(TEXT PASSAGE):
Once, I thought I was the only elected official who believed it was time to reform the North Carolina room tax and tourist development authority system. Apparently, according to an April 5th article in the Asheville Citizens Times, by Sarah Honosky, that is not the case. I have talked with other mayors and legislators who share similar concerns.
The Tourist Development Authority (TDA) in Asheville is illustrative of concerns about tax dollar accountability and how tax dollars are spent. When reporters recently made inquiries about TDA expenditures, the Asheville TDA staff initially stated that they did not have to provide that information.
What? No accountability for tax dollar expenditures?
Embarrassingly, after learning they had to provide that information, it was revealed that their TDA director was making around $450,000 in salary and benefits. Even after these accountability concerns were publicly aired, John Boyle in a February 26, 2024, Asheville Watchdog article revealed that $17,000 in tax dollars had been spent on a retirement party for a TDA staff member, among other questionable expenditures.

(RECORDS):
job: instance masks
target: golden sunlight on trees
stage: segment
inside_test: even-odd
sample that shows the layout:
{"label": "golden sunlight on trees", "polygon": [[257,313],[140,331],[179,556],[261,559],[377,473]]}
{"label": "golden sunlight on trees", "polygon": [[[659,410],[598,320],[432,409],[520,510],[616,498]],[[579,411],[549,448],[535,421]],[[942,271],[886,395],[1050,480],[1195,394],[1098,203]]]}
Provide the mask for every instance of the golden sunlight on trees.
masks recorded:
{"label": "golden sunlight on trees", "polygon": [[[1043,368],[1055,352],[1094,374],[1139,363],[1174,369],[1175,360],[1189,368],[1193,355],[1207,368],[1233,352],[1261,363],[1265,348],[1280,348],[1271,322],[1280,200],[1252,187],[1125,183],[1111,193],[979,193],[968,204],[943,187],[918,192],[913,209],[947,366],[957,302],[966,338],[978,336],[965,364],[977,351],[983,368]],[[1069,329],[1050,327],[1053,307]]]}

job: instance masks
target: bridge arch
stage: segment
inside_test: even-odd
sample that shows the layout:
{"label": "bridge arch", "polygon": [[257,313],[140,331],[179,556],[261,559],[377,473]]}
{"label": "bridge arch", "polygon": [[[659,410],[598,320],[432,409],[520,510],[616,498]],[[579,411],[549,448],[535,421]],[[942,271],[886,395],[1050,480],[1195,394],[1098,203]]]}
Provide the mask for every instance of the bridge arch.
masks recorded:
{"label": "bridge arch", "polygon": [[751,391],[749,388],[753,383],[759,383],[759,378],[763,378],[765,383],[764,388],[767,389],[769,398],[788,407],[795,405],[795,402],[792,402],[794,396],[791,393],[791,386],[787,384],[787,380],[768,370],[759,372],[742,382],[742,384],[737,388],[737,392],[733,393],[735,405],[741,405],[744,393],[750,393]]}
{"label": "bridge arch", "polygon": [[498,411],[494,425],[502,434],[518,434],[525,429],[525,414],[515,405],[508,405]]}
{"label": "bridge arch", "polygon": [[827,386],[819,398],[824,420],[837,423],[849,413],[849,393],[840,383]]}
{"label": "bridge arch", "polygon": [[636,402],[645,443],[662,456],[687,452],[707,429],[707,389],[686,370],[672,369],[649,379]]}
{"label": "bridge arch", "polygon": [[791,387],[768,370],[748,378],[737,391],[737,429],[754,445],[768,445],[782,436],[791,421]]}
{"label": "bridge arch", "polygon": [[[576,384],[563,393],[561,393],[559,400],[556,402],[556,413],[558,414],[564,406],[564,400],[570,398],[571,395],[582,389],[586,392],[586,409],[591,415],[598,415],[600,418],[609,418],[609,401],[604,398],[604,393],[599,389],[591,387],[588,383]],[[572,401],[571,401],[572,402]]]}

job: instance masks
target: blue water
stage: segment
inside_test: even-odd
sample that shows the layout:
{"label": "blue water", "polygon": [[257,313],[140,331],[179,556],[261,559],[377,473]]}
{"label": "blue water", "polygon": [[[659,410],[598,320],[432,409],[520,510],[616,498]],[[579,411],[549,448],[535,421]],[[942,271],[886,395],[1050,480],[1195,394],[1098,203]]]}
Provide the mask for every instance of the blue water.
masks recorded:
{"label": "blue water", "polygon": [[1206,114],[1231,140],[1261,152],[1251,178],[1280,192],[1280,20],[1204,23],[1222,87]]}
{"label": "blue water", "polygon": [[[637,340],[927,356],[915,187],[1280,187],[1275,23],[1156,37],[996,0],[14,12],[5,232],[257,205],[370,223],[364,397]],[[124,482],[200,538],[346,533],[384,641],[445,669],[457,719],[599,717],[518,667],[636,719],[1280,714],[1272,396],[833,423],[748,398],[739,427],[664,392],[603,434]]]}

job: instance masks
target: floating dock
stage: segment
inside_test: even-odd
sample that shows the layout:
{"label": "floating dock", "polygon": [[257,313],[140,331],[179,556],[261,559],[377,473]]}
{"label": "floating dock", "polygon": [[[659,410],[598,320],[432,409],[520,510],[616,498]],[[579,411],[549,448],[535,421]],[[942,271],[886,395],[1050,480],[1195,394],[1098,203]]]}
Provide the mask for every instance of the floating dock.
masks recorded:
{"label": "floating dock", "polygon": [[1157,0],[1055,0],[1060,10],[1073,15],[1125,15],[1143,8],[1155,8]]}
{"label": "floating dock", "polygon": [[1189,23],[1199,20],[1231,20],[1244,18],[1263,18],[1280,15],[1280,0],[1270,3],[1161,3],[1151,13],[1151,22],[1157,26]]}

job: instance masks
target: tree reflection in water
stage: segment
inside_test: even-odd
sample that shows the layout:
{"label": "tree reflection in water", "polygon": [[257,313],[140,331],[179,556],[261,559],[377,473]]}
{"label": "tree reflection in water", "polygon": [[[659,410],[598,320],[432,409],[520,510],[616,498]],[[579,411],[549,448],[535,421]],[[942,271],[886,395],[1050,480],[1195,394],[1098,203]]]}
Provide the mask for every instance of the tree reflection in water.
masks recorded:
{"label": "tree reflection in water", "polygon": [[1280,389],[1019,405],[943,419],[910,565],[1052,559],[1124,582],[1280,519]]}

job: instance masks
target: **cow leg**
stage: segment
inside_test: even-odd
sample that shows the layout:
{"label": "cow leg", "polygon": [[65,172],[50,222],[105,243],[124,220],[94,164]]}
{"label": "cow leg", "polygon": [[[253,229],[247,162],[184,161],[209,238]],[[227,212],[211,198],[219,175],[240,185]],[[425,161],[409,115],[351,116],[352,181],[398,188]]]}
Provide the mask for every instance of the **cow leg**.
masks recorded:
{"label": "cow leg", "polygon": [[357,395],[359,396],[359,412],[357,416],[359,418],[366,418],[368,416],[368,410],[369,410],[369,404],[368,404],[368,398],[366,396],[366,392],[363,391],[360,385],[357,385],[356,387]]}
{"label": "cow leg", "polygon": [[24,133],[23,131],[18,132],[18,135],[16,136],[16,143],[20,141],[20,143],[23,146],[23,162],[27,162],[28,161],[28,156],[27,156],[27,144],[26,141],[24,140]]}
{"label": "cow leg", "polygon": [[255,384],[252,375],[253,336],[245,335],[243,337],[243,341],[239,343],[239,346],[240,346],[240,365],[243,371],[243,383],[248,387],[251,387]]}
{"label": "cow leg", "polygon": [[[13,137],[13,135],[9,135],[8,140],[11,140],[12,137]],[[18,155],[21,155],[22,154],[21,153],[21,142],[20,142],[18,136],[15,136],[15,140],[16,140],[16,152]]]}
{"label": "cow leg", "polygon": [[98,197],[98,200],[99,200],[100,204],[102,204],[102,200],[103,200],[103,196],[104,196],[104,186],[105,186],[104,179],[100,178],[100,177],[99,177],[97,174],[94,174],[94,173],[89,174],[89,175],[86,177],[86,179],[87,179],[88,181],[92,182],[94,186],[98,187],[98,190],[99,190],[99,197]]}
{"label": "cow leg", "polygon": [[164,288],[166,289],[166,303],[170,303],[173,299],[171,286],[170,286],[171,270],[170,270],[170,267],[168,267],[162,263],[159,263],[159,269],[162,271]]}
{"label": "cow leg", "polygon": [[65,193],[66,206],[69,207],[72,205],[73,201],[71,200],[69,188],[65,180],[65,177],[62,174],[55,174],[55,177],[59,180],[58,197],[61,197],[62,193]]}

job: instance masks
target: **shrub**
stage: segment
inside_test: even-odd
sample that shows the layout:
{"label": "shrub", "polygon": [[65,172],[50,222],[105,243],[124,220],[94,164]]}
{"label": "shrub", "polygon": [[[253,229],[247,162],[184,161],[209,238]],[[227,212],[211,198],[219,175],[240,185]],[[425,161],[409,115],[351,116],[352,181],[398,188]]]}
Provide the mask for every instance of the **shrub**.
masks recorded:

(TASKS AND EXERCISES):
a) In the room tax commentary, how much in tax dollars was spent on a retirement party for a TDA staff member?
b) For each statement, say whether it agrees with the room tax commentary, and quote the words that decide it: (i) The Asheville TDA director was making around $450,000 in salary and benefits. (ii) The April 5th Asheville Citizens Times article was written by John Boyle. (iii) When reporters first asked about TDA expenditures, the Asheville TDA staff supplied the information.
c) Pick up the room tax commentary after its last sentence and write the next few sentences.

(RESPONSES BY ITEM NUMBER):
a) $17,000

b)
(i) Yes: "their TDA director was making around $450,000 in salary and benefits"
(ii) No: "an April 5th article in the Asheville Citizens Times, by Sarah Honosky"
(iii) No: "the Asheville TDA staff initially stated that they did not have to provide that information"

c)
A growing number of people think it is time for reform in the TDA system at the state level. Currently, there is an array of local legislation for almost all the counties and municipalities across the state. The periodic Magellan Reports illustrate the diverse ways room occupancy tax is collected and distributed in North Carolina. It is time for the state legislature to streamline the entire process and have consistent regulations on how much can be collected and how those tax dollars are spent. There needs to be a clear public process for spending and accounting of those funds. Every county and municipal government has to conduct a yearly audit and document all expenditures by general statutes. TDAs should be expected to follow similar procedures that are clearly open to public input and review. Or, at least TDAs should be required to annually publish their federal 990 tax filings in a local newspaper for citizen review.
One emerging criticism is that more revenue continues to be collected in a circular pattern of more and more promotion of tourism while some related critical needs generated from promotion are ignored or expected to be addressed from other revenue sources.
For instance, most hospitality workers tend to fall on the lower end of the wage scale. There are huge pressures on these workers to make ends meet, especially when it comes to affordable housing. Why not direct some room occupancy tax revenue or even tourist-related sales taxes to a fund for workforce housing statewide?
Let me share my proposed reform on the TDA tax system, which would address at some level workforce housing shortfalls. The state should eliminate TDA room taxes and sales taxes on short-term rentals. Instead, replace these taxes with a short-term rental tax that could be earmarked to create a state workforce housing fund.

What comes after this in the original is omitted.